• _Given passage_
** START **

And the final thing is one of the major issues why we publish so much, we want to publish, we focus on numbers – quantity – rather than quality because academics, they need to show that they have been publishing quite a lot, so they are trying to publish so many papers – (inaudible) papers and others. So we need to influence the academic system, our universities, and both private and public, so that they can actually shift from that kind approach, publish or perish, rather than focus on quality. So these four things can be done if we want to make a real change and be self-critical as well as innovative.”

Sioux Cumming: “We’ve been working with journals from these countries that you mentioned for a number of years now. Of course, African Journals Online started back in the 1990s, when most of these journals were largely invisible. They were housed in universities on bookshelves, and it was really difficult to get hold of this content. So we started this project largely to make these journals more visible. That was our aim at the beginning – just visibility, getting the journals online so that they could be discovered and so that this really valuable research being done in these countries was accessible to a global audience.

** END **

• _Task objective_
Could you carry on the discussion on academic publishing and African journals from its last sentence? The entries that come next are separate material, not part of the discussion on academic publishing.

• _Given data_
** START **

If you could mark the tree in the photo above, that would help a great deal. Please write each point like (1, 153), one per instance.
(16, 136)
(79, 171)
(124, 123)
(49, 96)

** END **

• _Final answer_
“As the project progressed, we began to realize that visibility was not all, that a lot of these journals are published by individuals, by scholars – what we call scholar journals – who have a limited experience of the publishing industry. While the research that they were publishing was fine, the publishing practices surrounding journal publishing were often not as good as they could be. So particularly in the last five years of a project at INASP, we focused very much on helping these journals to improve their quality.

“Prior to that, their policies were not as good as they could have been. They were not aware of things like copyright to a large extent, licensing permissions, the importance of explaining things like their peer review process. And then in the last three years in particular, both AJOL and ourselves have focused on helping the editors to address those publishing practices.

“I want to emphasize here that we’re looking at publishing practices. We’re not looking at the content. We are not subject specialists. So we can’t assist the actual content of the articles and the research that they cover. But we can look at the way in which the journals are being published.”

 

Read the full transcript here.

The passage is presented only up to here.